# 与えられた情報
-.-.-
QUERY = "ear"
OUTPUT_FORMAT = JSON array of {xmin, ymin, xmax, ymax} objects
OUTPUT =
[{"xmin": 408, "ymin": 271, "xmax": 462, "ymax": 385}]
-.-.-
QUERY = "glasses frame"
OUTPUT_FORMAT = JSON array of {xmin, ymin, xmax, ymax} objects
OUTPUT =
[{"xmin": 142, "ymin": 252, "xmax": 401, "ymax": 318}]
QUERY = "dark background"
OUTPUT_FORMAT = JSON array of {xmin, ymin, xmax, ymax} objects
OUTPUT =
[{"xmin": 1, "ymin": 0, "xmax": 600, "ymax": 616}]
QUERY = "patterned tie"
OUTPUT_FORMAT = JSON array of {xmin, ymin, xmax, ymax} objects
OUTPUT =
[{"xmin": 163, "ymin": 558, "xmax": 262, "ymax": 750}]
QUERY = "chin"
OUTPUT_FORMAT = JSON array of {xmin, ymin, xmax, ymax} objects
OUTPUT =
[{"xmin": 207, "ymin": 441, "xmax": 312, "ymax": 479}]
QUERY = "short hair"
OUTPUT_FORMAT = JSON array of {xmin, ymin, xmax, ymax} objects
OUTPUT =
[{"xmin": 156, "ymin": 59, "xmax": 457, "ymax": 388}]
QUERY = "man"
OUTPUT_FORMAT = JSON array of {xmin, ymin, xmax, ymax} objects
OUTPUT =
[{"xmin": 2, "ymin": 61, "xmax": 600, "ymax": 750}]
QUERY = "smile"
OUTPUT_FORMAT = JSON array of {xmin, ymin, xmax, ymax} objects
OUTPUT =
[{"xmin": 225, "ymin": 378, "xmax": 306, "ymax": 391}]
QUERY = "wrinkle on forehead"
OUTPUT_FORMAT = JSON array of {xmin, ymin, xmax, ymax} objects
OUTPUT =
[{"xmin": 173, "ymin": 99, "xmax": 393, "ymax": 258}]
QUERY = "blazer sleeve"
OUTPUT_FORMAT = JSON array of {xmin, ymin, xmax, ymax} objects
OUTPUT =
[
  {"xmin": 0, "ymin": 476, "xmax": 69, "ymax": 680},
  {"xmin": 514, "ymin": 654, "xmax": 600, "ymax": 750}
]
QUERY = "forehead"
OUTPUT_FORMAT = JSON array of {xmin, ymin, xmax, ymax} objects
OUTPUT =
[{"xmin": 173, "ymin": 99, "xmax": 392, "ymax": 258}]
-.-.-
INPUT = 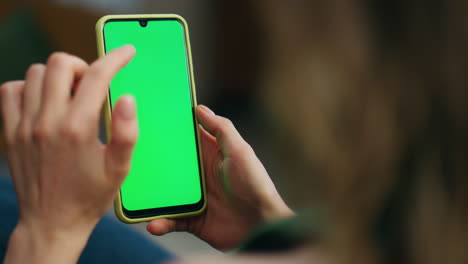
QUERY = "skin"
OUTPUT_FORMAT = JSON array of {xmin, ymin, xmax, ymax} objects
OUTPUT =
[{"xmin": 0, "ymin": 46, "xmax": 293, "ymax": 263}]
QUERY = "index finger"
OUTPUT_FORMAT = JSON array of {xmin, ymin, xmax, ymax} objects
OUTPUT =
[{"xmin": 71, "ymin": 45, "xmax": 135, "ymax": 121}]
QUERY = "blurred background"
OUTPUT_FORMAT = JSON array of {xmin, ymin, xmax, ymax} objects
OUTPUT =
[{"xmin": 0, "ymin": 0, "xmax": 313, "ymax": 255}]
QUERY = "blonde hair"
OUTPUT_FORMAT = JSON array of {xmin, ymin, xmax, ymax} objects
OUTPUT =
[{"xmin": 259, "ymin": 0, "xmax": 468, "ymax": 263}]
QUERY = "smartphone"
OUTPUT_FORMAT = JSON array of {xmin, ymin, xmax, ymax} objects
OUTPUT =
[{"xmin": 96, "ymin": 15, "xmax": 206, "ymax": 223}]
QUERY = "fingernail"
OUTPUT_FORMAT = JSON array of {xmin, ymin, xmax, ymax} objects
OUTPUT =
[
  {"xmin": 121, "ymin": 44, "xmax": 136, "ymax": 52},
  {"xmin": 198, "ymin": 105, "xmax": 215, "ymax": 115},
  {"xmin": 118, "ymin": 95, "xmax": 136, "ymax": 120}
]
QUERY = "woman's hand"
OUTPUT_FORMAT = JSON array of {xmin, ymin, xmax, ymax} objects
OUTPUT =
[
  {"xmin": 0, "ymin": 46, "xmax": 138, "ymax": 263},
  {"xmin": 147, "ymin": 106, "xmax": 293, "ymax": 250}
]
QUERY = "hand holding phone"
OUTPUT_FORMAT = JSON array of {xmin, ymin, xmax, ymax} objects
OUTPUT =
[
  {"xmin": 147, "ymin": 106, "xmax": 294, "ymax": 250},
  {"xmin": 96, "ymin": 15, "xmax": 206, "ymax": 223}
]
-.-.-
# やること
上の項目のうち、「background」という文字列を含む行をすべて書き出してください。大文字と小文字は区別します。

# 答え
QUERY = "dark background"
QUERY = "blurred background"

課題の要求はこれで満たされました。